§ **PROBLEM REQUIREMENTS**
Duplicate each line of the records below word for word.

§ **DATASET ENTRIES**
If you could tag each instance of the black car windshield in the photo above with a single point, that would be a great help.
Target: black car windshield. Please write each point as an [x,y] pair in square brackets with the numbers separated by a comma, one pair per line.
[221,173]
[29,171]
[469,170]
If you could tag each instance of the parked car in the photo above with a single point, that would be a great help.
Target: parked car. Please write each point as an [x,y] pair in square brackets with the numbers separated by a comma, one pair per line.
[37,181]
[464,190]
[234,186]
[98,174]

§ **SOLVED PROBLEM**
If you could tag each instance of the black car windshield in the photo above with a single point, that would be a great help.
Target: black car windshield. Please write each point as an [x,y] pair in square brackets with the numbers separated by a comma, one pair per line.
[221,173]
[29,171]
[469,170]
If you could tag each instance of the parked car in the photo above with a single point, that would be a great help.
Target: parked car. Please write each point as an [x,y] pair in square brackets with the numbers separated by a comma, one pair per line.
[37,181]
[464,190]
[234,186]
[98,174]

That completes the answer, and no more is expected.